OBJECTIVE -> Please gather every line from the entries below that contains the word "grass" and copy each one in full. Match uppercase and lowercase letters exactly.

TASK INPUTS ->
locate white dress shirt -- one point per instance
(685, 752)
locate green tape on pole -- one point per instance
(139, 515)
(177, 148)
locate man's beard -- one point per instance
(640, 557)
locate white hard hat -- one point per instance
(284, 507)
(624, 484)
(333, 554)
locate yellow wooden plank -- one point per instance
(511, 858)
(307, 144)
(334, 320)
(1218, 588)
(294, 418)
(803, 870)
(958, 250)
---
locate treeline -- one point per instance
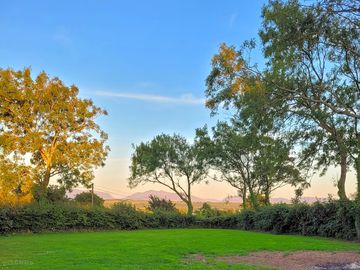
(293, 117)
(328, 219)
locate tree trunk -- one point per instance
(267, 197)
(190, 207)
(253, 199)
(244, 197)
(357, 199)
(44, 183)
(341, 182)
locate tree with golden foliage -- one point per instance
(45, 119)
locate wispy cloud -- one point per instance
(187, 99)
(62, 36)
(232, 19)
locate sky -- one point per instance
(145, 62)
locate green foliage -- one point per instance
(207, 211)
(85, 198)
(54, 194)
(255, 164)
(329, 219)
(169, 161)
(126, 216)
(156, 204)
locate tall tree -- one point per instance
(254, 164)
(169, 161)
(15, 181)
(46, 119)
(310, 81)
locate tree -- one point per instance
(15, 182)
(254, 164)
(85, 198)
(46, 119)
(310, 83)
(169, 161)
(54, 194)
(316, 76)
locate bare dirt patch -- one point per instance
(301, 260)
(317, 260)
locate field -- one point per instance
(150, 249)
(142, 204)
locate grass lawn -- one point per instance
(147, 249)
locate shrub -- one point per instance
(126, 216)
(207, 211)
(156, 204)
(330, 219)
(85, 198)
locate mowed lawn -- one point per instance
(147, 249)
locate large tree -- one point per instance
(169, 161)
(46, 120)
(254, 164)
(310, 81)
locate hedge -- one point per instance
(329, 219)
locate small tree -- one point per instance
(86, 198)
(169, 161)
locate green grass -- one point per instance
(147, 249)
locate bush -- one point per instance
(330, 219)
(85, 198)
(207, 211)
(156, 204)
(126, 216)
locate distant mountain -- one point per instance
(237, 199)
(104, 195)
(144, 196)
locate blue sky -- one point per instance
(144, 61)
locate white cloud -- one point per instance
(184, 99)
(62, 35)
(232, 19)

EXPECTED ANSWER ->
locate grass lawn -- one point per instance
locate green grass -- one point per instance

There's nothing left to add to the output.